Supplied text>
Tempers have had two and a half centuries to cool, so British Lord Daniel Hannan, a prominent member of the Conservative Party who has served in the European Parliament and is now a member of the UK House of Lords, visited his American cousins on their 250th birthday to remind them of the common patrimony that led to the unprecedented prosperity and dominance of both nations.

During a speech in Raleigh in late February at the 2026 Carolina Liberty Conference, Hannan reminded those in attendance of multiple British and Anglo-American figures from the Enlightenment era that — if we want another 250 years like the last — can not be forgotten.

He began by mentioning that the namesake of the city, Sir Walter Raleigh, was a native Brit who actually attended his same college. And of course, giving a nod to his hosts, the John Locke Foundation, Hannan made sure to note the influence of Locke on the philosophy of the American Founders.

But as the an adviser to the British Board of Trade and founding president of the Initiative for Free Trade, Hannan especially wanted to focus on another influential Brit that created a revolution 250 years ago — Adam Smith. Smith wrote “The Wealth of Nations,” which, as Locke CEO Donald Bryson noted, enjoyed its anniversary earlier this week.

Short exercise> Reproduce the article on Daniel Hannan's Raleigh speech word for word, in full.

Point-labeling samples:
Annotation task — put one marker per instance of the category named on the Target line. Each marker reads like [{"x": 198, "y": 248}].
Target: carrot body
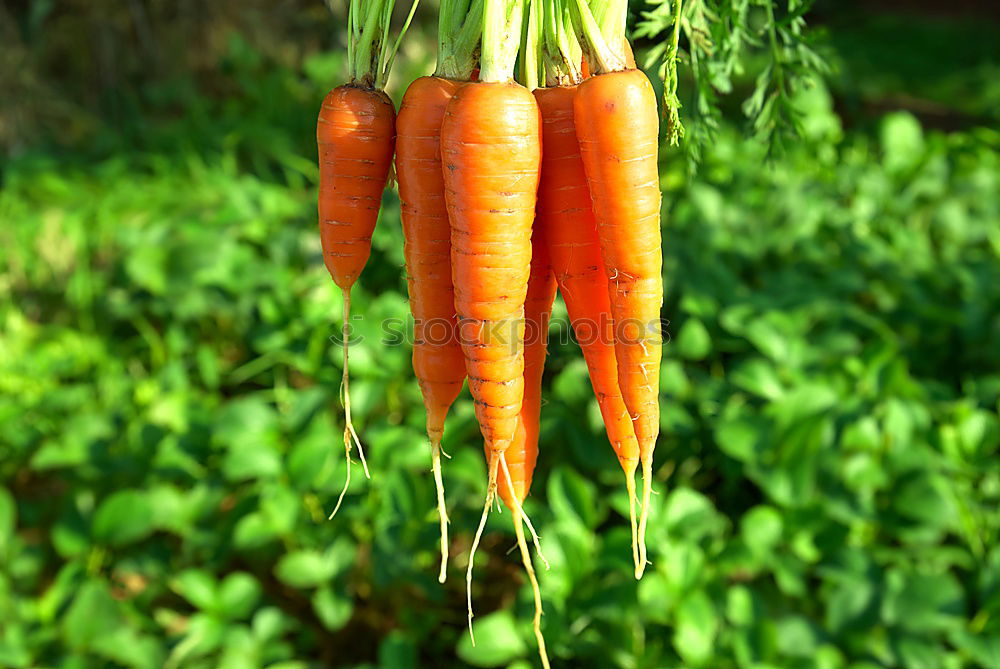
[
  {"x": 355, "y": 135},
  {"x": 437, "y": 356},
  {"x": 523, "y": 451},
  {"x": 491, "y": 155},
  {"x": 617, "y": 125},
  {"x": 629, "y": 60},
  {"x": 565, "y": 212}
]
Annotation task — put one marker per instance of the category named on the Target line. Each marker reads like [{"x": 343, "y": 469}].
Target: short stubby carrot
[
  {"x": 355, "y": 135},
  {"x": 566, "y": 217},
  {"x": 438, "y": 361},
  {"x": 617, "y": 126}
]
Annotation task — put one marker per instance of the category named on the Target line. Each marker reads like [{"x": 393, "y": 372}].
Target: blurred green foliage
[{"x": 828, "y": 475}]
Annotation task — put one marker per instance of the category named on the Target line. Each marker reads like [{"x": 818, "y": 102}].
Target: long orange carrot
[
  {"x": 618, "y": 126},
  {"x": 438, "y": 361},
  {"x": 437, "y": 356},
  {"x": 491, "y": 155},
  {"x": 355, "y": 136},
  {"x": 518, "y": 462},
  {"x": 566, "y": 216}
]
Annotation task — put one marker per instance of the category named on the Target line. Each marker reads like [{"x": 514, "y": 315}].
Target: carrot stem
[
  {"x": 460, "y": 28},
  {"x": 501, "y": 39},
  {"x": 536, "y": 591},
  {"x": 601, "y": 56}
]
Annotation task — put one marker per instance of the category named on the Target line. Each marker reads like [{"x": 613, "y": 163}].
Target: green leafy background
[{"x": 170, "y": 444}]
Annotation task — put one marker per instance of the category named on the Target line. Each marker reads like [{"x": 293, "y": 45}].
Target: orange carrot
[
  {"x": 437, "y": 357},
  {"x": 518, "y": 462},
  {"x": 523, "y": 452},
  {"x": 491, "y": 153},
  {"x": 567, "y": 219},
  {"x": 617, "y": 125},
  {"x": 438, "y": 361},
  {"x": 491, "y": 164},
  {"x": 491, "y": 167},
  {"x": 355, "y": 135}
]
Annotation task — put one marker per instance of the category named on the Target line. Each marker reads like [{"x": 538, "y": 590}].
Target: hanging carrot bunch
[
  {"x": 510, "y": 190},
  {"x": 355, "y": 134}
]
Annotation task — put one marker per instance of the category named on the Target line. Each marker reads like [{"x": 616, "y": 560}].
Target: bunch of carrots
[{"x": 526, "y": 164}]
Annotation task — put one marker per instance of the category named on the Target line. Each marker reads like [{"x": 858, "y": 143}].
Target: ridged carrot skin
[
  {"x": 523, "y": 452},
  {"x": 438, "y": 361},
  {"x": 355, "y": 133},
  {"x": 617, "y": 125},
  {"x": 566, "y": 216},
  {"x": 491, "y": 156}
]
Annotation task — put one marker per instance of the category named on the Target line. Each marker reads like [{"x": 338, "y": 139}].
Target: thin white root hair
[
  {"x": 347, "y": 480},
  {"x": 630, "y": 486},
  {"x": 491, "y": 488},
  {"x": 536, "y": 591},
  {"x": 442, "y": 509},
  {"x": 647, "y": 488},
  {"x": 520, "y": 511}
]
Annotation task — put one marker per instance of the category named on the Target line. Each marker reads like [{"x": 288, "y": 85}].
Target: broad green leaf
[
  {"x": 397, "y": 651},
  {"x": 8, "y": 521},
  {"x": 238, "y": 595},
  {"x": 332, "y": 608},
  {"x": 902, "y": 141},
  {"x": 305, "y": 569},
  {"x": 197, "y": 586},
  {"x": 92, "y": 615},
  {"x": 573, "y": 497},
  {"x": 693, "y": 341},
  {"x": 924, "y": 602},
  {"x": 497, "y": 641},
  {"x": 761, "y": 528},
  {"x": 696, "y": 627},
  {"x": 125, "y": 517},
  {"x": 740, "y": 608}
]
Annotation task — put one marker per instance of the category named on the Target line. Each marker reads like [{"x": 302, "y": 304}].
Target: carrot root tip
[
  {"x": 647, "y": 489},
  {"x": 630, "y": 486},
  {"x": 490, "y": 495},
  {"x": 347, "y": 480},
  {"x": 521, "y": 514},
  {"x": 442, "y": 509},
  {"x": 536, "y": 590}
]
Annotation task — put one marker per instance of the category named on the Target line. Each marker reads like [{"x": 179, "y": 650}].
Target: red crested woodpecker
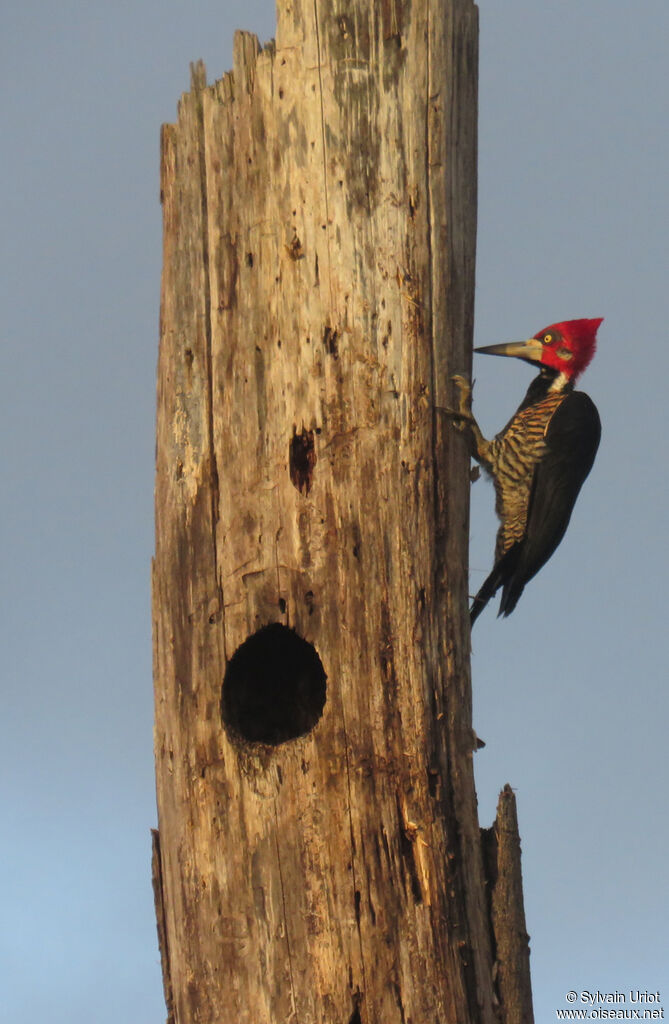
[{"x": 541, "y": 458}]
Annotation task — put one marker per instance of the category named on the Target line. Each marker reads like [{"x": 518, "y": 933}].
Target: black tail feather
[{"x": 502, "y": 574}]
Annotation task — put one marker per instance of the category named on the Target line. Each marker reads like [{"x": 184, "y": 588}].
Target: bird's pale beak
[{"x": 530, "y": 350}]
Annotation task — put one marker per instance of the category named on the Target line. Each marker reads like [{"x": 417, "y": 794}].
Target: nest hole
[{"x": 275, "y": 687}]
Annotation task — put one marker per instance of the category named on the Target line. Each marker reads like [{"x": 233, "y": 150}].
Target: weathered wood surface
[
  {"x": 318, "y": 293},
  {"x": 510, "y": 939}
]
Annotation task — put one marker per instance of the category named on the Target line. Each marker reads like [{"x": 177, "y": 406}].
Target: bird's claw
[
  {"x": 462, "y": 415},
  {"x": 464, "y": 393}
]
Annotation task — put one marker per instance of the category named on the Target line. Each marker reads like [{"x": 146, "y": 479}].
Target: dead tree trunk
[{"x": 320, "y": 857}]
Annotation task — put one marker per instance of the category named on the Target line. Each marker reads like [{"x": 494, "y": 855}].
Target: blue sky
[{"x": 570, "y": 692}]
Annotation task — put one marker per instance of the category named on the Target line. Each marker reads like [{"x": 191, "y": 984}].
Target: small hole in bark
[
  {"x": 275, "y": 687},
  {"x": 301, "y": 460},
  {"x": 330, "y": 341}
]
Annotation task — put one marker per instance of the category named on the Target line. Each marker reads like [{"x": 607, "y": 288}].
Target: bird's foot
[{"x": 462, "y": 415}]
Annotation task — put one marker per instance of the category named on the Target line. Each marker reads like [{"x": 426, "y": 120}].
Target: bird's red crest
[{"x": 570, "y": 346}]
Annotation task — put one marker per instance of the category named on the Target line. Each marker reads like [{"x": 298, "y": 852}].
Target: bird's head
[{"x": 566, "y": 347}]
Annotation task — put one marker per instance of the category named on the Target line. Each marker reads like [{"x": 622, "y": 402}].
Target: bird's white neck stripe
[{"x": 559, "y": 383}]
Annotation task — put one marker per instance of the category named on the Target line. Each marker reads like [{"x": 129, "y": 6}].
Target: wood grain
[{"x": 318, "y": 293}]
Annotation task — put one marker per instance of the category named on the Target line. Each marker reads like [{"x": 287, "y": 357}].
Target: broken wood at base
[
  {"x": 510, "y": 940},
  {"x": 320, "y": 857}
]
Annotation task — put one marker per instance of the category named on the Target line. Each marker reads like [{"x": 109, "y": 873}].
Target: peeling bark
[
  {"x": 320, "y": 847},
  {"x": 510, "y": 940}
]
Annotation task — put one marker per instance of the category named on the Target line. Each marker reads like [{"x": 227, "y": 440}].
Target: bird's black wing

Response to the exercise>
Tempers have had two and a half centuries to cool, so British Lord Daniel Hannan, a prominent member of the Conservative Party who has served in the European Parliament and is now a member of the UK House of Lords, visited his American cousins on their 250th birthday to remind them of the common patrimony that led to the unprecedented prosperity and dominance of both nations.

During a speech in Raleigh in late February at the 2026 Carolina Liberty Conference, Hannan reminded those in attendance of multiple British and Anglo-American figures from the Enlightenment era that — if we want another 250 years like the last — can not be forgotten.

He began by mentioning that the namesake of the city, Sir Walter Raleigh, was a native Brit who actually attended his same college. And of course, giving a nod to his hosts, the John Locke Foundation, Hannan made sure to note the influence of Locke on the philosophy of the American Founders.

But as the an adviser to the British Board of Trade and founding president of the Initiative for Free Trade, Hannan especially wanted to focus on another influential Brit that created a revolution 250 years ago — Adam Smith. Smith wrote “The Wealth of Nations,” which, as Locke CEO Donald Bryson noted, enjoyed its anniversary earlier this week.